--- Exercise data ---
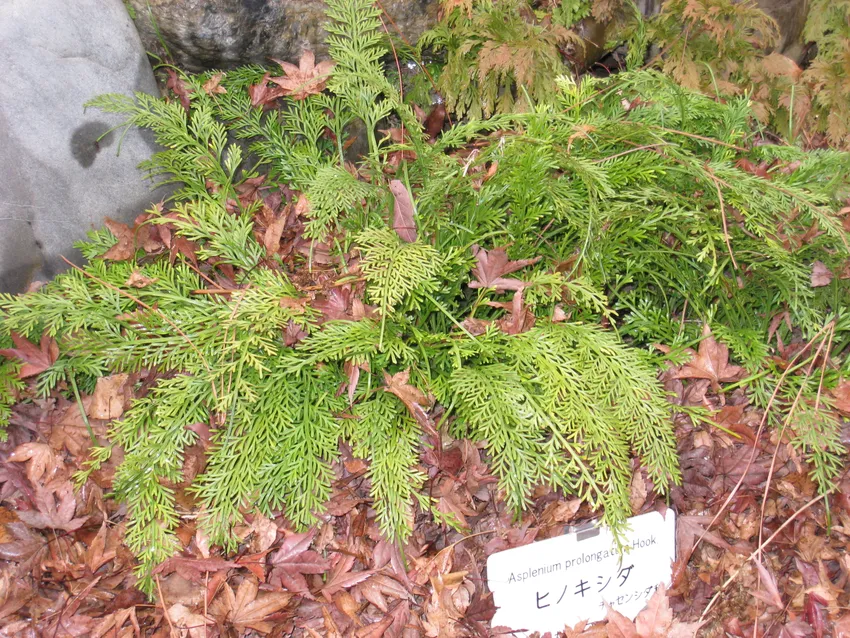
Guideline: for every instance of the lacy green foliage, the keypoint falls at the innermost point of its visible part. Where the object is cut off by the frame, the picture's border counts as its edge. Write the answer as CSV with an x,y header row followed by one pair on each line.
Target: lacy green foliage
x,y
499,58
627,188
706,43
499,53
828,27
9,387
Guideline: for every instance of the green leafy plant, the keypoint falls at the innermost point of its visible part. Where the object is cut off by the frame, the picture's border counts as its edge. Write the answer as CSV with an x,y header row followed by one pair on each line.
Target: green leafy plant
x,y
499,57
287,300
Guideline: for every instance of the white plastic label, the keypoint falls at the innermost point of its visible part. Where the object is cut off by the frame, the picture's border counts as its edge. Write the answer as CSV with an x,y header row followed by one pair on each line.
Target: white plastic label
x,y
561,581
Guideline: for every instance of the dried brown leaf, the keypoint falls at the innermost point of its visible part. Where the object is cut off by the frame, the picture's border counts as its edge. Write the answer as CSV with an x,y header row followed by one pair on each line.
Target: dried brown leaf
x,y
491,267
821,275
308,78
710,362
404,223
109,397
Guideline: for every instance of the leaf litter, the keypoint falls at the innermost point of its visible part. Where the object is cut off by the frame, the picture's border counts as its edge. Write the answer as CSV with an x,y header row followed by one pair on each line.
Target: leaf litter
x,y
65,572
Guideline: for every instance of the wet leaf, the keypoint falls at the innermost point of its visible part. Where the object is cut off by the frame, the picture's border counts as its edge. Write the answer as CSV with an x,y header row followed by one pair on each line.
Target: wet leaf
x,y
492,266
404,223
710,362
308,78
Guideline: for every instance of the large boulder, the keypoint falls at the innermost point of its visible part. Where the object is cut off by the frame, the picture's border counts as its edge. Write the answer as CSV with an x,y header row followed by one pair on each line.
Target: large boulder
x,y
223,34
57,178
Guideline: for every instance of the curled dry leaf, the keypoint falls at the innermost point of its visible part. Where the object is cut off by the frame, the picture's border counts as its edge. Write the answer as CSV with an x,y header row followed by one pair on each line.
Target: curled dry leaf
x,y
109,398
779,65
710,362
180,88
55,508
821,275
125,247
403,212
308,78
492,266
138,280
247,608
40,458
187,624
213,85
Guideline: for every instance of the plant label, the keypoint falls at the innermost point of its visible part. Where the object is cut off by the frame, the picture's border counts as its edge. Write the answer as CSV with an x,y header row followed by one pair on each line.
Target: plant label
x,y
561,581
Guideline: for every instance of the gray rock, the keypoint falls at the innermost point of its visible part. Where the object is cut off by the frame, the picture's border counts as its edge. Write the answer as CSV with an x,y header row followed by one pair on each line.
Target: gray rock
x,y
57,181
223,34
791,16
---
--- Exercise data ---
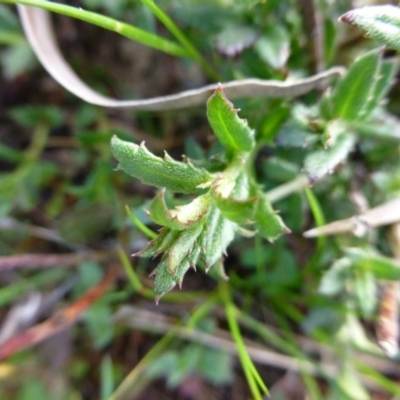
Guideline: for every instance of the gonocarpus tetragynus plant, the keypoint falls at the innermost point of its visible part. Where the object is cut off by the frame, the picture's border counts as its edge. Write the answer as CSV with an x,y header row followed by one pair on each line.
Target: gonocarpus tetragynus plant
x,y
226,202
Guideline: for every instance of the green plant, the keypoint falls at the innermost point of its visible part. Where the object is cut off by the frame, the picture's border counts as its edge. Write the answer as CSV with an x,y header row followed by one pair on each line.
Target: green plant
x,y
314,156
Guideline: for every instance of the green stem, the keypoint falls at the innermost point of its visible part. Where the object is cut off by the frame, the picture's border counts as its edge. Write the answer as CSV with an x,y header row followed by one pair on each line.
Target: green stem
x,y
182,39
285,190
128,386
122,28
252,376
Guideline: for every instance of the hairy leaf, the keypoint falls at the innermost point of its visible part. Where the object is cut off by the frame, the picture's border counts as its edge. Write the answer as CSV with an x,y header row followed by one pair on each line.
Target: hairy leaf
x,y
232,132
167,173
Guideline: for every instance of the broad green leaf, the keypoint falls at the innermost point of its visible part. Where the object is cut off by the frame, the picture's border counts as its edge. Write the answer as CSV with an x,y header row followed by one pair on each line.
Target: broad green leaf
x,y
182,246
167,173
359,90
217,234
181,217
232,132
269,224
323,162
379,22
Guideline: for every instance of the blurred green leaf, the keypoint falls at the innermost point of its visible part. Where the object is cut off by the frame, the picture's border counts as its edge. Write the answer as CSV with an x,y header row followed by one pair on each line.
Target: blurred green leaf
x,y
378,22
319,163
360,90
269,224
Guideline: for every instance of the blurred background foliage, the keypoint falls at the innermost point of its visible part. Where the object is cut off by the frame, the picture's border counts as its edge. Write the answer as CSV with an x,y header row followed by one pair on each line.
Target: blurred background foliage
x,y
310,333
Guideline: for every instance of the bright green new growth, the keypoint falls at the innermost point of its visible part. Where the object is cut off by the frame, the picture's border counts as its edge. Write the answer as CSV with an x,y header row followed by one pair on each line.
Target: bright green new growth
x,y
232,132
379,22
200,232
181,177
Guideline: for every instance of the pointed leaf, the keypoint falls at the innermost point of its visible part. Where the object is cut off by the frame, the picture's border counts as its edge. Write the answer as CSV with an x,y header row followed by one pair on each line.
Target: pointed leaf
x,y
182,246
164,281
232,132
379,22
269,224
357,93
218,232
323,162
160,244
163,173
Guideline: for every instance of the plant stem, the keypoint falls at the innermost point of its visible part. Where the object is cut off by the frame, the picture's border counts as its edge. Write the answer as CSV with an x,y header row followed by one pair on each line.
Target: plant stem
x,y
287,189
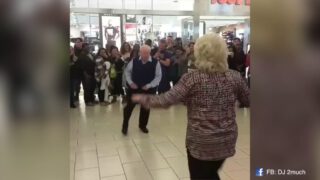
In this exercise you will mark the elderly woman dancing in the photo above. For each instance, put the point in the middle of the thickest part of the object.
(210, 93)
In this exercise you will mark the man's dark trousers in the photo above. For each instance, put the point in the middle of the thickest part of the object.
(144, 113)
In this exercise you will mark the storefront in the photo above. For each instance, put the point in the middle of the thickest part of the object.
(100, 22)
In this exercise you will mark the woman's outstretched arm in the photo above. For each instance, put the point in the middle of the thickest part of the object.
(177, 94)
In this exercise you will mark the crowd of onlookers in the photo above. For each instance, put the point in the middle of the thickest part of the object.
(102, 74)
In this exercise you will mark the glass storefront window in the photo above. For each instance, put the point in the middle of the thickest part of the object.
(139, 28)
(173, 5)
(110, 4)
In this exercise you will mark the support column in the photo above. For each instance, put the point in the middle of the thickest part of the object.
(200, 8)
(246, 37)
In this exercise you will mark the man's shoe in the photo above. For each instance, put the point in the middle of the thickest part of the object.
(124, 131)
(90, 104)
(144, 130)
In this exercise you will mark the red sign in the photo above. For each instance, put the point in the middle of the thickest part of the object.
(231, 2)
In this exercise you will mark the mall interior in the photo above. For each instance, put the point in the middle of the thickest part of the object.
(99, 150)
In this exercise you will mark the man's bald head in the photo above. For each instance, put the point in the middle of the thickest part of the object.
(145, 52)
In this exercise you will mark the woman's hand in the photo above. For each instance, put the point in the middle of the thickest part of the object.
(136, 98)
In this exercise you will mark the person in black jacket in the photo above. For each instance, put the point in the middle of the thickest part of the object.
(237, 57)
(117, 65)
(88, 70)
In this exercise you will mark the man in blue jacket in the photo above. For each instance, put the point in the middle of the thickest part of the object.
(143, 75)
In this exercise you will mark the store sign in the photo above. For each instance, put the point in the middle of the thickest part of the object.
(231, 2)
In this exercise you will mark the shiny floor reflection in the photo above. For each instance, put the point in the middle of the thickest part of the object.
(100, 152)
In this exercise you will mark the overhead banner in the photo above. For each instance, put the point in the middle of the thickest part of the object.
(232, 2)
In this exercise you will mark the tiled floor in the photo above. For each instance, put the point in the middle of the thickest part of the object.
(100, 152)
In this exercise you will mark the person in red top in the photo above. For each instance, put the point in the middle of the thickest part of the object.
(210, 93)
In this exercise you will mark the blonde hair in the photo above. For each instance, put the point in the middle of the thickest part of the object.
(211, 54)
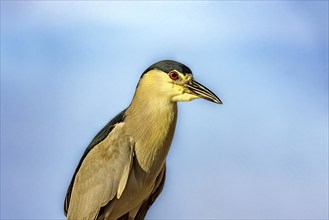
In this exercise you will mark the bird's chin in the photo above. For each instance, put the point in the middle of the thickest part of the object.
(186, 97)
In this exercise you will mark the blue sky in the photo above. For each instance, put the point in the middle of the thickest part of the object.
---
- **Brief**
Start at the line that has "In this exercise you will mark the blonde" and stop after the line that has "In this exercise you will mark the blue". Rewrite those lines with "thickest part" replaced by "widest part", change nothing else, and leave the picture out.

- **Full solution**
In this exercise you will mark the blonde hair in the photo above. For each instance, put the point in the middle of the widest part of the object.
(211, 54)
In this exercise you will mark the bird's chin in the photo above. For each instance, put the point in the middle of the widest part of the object.
(186, 97)
In this exercise you will mark the blue sky in the photo above. For each instance, put the point in the middle of the widest part of the object.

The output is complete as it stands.